EXERCISE A:
According to the mailing-list thread on merging ttm_backend and ttm_tt, which kernel release is the ttm-dma code intended for?

SOURCE PASSAGE:
———
Hi,
So attached is patch serie (sorry for that i am away of my normal mail config) which ultimately merge ttm_backend & ttm_tt it allows to get rid of data duplication btw the two, especialy btw ttm_tt and driver specific backend. So net result is less 300lines of code accross ttm and driver.
Konrad given some of the upstream nouveau change, your patchserie conflict and would lead to revert some nouveau fixes. I believe the intention is to get the ttm-dma code into 3.3 (3.2 seems late but dunno). If 3.3 is the aim than i will rebase your patch on top of this serie, this should lower the number of change your serie needed.
Note that this is early code, only compile tested, i just wanted to get feedback to know if anyone has objection on that.
For quick review, first 5 patches can be ignored, they are cleanup and dead code removal or small fixes. The real action is in the last patch.
Next set is to move page allocation through ttm_helper into the driver thus making the whole dma stuff a driver business, driver who don't care about dma (like vmw) could ignore it, while driver that have to would deal with it through ttm_helper.
Cheers, Jerome
On Tue, Nov 01, 2011 at 09:11:37PM -0400, Jerome Glisse wrote:
Hi,
So attached is patch serie (sorry for that i am away of my normal mail config) which ultimately merge ttm_backend & ttm_tt it allows to get rid of data duplication btw the two, especialy btw ttm_tt and driver specific backend. So net result is less 300lines of code accross ttm and driver.
Konrad given some of the upstream nouveau change, your patchserie conflict and would lead to revert some nouveau fixes. I believe the intention is to get the ttm-dma code into 3.3 (3.2 seems late but dunno). If 3.3 is the aim than i will rebase your patch on top of this
Yup. 3.3.
serie, this should lower the number of change your serie needed.
OK.
Note that this is early code, only compile tested, i just wanted to get feedback to know if anyone has objection on that.
Let me take a look then at them tomorrow.
For quick review, first 5 patches can be ignored, they are cleanup and dead code removal or small fixes. The real action is in the last patch.
Next set is to move page allocation through ttm_helper into the driver thus making the whole dma stuff a driver business, driver who don't care about dma (like vmw) could ignore it, while driver that have to would deal with it through ttm_helper.
Cheers, Jerome
On Tue, Nov 1, 2011 at 9:29 PM, Konrad Rzeszutek Wilk konrad.wilk@oracle.com wrote:
On Tue, Nov 01, 2011 at 09:11:37PM -0400, Jerome Glisse wrote:
Hi,
So attached is patch serie (sorry for that i am away of my normal mail config) which ultimately merge ttm_backend & ttm_tt it allows to get rid of data duplication btw the two, especialy btw ttm_tt and driver specific backend. So net result is less 300lines of code accross ttm and driver.
Konrad given some of the upstream nouveau change, your patchserie conflict and would lead to revert some nouveau fixes. I believe the intention is to get the ttm-dma code into 3.3 (3.2 seems late but dunno). If 3.3 is the aim than i will rebase your patch on top of this
Yup. 3.3.
———
EXERCISE B:
In the records, switch "photo" to "image" from the line with "Find the ceiling fan in" up to and including the line with "[(125, 133)]", changing nothing else. Leave the pictures out of your reply.

MATERIAL TO PROCESS:
———
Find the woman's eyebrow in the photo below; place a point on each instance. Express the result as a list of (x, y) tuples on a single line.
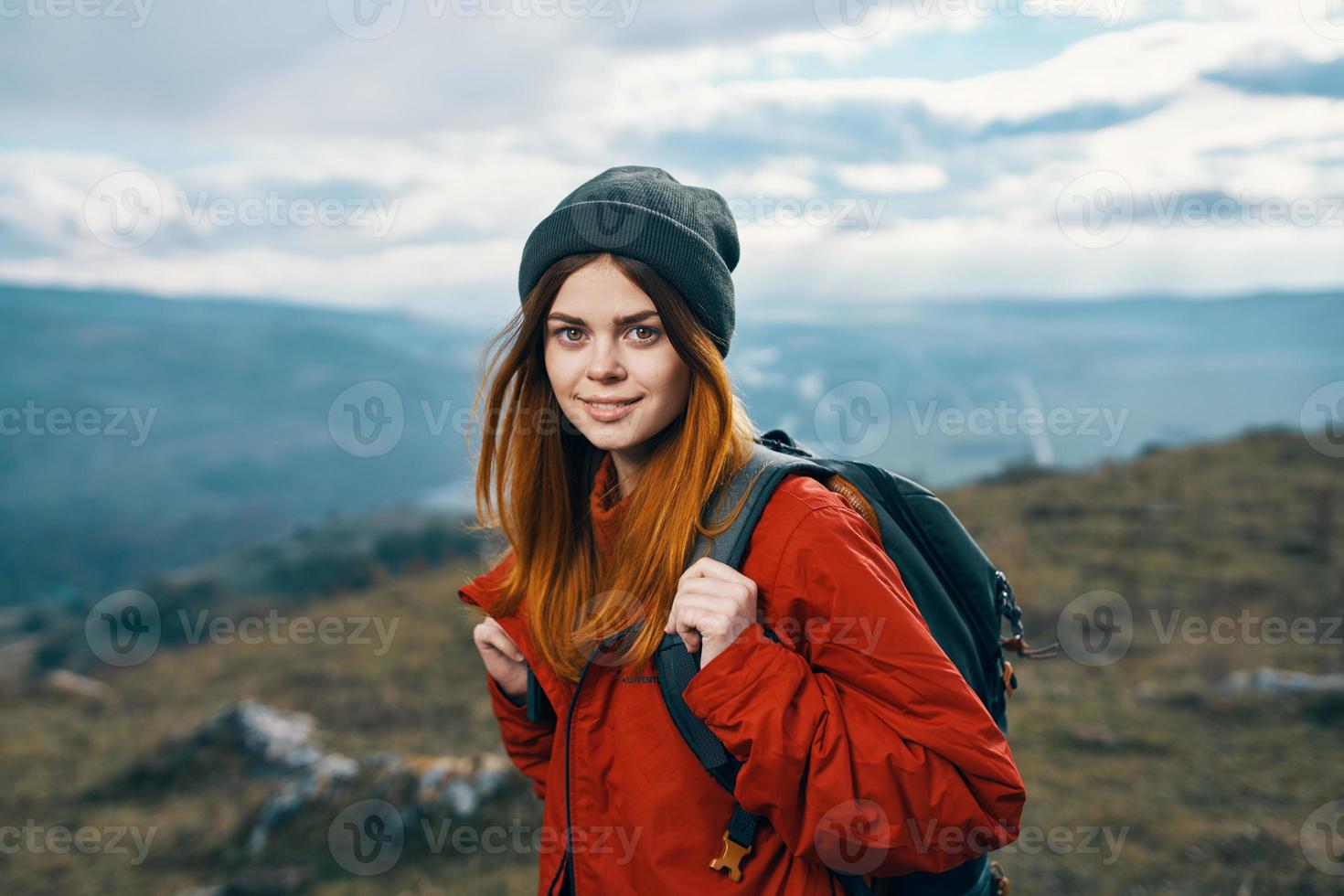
[(618, 321)]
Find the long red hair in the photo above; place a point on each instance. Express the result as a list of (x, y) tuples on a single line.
[(535, 475)]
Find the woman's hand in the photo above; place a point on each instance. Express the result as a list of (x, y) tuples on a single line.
[(714, 603), (503, 660)]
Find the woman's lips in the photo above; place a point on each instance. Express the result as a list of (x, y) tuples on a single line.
[(609, 414)]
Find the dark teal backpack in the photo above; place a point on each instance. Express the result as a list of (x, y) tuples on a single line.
[(958, 592)]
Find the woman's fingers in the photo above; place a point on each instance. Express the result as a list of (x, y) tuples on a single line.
[(489, 635)]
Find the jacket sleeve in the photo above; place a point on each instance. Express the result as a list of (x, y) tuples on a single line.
[(857, 732), (527, 743)]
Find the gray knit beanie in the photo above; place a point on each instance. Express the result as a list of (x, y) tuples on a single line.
[(686, 234)]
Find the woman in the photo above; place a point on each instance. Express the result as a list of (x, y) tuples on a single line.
[(614, 420)]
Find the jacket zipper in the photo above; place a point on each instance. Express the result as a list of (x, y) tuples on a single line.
[(568, 860)]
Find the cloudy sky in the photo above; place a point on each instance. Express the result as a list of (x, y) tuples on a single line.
[(397, 152)]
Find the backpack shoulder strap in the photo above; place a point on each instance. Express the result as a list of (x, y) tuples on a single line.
[(752, 485)]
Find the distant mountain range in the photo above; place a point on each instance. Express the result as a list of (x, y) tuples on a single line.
[(140, 432)]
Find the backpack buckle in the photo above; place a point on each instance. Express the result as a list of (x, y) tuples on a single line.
[(730, 858), (1001, 884)]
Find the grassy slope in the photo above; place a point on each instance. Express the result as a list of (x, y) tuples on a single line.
[(1212, 793)]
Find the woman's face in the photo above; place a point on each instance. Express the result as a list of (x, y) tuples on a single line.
[(603, 340)]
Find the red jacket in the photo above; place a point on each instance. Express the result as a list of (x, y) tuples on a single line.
[(867, 709)]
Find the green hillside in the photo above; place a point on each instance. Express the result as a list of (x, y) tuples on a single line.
[(1143, 775)]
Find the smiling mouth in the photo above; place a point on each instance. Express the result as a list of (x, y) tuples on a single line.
[(609, 406)]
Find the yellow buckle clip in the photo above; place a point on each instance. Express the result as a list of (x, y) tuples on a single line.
[(731, 855)]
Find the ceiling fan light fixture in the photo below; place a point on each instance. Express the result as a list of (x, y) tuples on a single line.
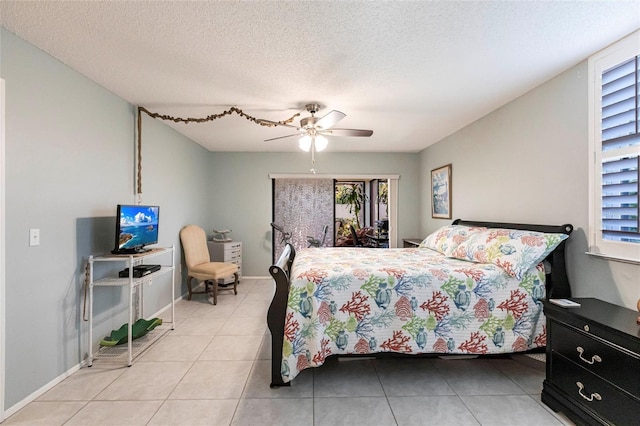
[(321, 143), (305, 143)]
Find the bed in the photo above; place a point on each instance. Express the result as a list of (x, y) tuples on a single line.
[(471, 288)]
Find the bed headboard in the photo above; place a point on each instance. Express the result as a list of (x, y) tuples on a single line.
[(557, 280)]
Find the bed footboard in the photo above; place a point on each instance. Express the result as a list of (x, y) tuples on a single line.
[(277, 311)]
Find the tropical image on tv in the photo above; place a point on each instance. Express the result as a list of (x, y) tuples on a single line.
[(137, 227)]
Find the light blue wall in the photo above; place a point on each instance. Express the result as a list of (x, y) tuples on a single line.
[(242, 197), (69, 161), (528, 162)]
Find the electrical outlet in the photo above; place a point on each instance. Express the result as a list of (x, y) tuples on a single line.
[(34, 237)]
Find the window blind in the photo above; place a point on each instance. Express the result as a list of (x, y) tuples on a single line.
[(620, 155)]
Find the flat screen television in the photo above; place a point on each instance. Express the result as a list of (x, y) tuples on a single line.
[(136, 228)]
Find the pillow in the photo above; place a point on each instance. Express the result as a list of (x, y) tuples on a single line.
[(514, 251), (446, 239)]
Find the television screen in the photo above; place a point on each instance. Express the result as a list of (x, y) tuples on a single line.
[(136, 227)]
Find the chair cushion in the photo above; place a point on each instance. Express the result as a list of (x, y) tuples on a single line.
[(213, 270)]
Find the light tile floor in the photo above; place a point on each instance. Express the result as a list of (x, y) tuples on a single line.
[(214, 369)]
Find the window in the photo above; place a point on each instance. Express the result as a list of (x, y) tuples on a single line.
[(615, 145)]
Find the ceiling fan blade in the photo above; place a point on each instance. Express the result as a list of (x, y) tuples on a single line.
[(349, 132), (275, 123), (330, 119), (281, 137)]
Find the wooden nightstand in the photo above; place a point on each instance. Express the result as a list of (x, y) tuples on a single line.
[(411, 242), (593, 362)]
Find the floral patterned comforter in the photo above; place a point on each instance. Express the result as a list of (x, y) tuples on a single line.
[(362, 300)]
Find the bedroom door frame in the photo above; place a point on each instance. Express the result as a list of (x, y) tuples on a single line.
[(393, 194)]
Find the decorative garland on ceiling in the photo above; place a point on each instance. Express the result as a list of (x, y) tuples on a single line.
[(187, 120)]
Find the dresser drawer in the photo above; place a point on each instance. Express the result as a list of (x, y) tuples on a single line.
[(236, 245), (597, 356), (593, 393)]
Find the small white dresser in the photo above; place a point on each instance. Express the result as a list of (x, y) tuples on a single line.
[(230, 252)]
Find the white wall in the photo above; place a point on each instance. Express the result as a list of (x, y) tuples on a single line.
[(69, 161), (528, 162)]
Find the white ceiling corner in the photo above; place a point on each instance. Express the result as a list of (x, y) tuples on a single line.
[(413, 72)]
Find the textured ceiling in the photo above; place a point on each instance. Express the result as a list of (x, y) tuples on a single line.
[(413, 72)]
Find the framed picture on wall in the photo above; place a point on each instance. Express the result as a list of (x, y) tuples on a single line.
[(441, 192)]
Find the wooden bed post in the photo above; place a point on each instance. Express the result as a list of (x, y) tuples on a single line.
[(277, 311)]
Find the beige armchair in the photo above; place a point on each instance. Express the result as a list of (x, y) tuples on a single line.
[(200, 266)]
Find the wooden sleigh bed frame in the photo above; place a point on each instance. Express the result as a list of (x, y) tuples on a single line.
[(556, 283)]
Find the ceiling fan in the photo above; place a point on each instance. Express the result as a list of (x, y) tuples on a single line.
[(313, 129)]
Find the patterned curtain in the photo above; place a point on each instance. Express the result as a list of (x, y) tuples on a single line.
[(303, 207)]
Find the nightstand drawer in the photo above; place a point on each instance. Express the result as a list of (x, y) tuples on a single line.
[(593, 393), (609, 362)]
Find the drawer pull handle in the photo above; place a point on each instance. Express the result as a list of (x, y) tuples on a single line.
[(594, 359), (588, 398)]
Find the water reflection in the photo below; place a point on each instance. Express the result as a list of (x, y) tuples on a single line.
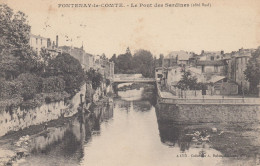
[(67, 142), (129, 133)]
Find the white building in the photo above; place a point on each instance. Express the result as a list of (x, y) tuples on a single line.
[(38, 42)]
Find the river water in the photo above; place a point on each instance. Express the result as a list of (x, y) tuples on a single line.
[(125, 133)]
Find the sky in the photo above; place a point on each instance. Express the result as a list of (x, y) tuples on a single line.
[(227, 25)]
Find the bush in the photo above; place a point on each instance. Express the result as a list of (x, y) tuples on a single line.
[(30, 85), (9, 89)]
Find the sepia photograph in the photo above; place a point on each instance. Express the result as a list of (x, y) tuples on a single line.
[(129, 83)]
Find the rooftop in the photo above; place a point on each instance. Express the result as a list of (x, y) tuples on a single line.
[(211, 63)]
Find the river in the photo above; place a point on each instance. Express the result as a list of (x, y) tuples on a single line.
[(126, 133)]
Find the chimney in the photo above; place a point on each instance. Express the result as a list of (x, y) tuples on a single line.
[(57, 41)]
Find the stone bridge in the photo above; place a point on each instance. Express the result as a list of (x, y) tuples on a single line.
[(131, 78)]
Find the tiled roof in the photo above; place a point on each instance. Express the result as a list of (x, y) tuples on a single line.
[(210, 63), (182, 55)]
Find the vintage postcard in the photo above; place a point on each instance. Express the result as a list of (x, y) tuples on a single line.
[(130, 83)]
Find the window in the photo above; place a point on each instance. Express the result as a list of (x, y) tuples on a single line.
[(215, 68)]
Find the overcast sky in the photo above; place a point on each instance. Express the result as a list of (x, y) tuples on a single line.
[(228, 25)]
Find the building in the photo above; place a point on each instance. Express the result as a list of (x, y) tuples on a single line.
[(211, 68), (38, 42), (223, 86), (238, 65), (211, 55)]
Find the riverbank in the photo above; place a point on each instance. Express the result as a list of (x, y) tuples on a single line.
[(17, 143)]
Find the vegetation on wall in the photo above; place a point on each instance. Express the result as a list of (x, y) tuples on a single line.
———
COMPLETE ANSWER A:
3.3

COMPLETE ANSWER B:
Find the ceiling fan in the image above; place a point on each instance. Express the result as a list of (x, y) tuples on a single line.
[(313, 129)]
Find the patterned curtain in the image above; place a point on each instance. Express the result as a list of (x, y) tuples on a single line.
[(303, 207)]
Find the nightstand drawer in the image above; place a point on each instance. Express the result as a list of (x, y) tuples on a single line.
[(593, 393), (609, 362)]
Find the drawer pull handle in the image above; place a point on each instance. Express the result as a list of (x, y) tuples on a single line.
[(594, 359), (588, 398)]
Find the water reflection in the image below; place a point on each instance. Express the result as a list of (x, y) tuples on a single line.
[(67, 142), (129, 133)]
Find the white building in the image above; place a point on each instance. Express the result as a list of (x, y) tuples on a single line.
[(38, 42)]
Find the river water in the image above; place a point on each instance. Express the result as a list of (x, y) tuples on a single line.
[(125, 133)]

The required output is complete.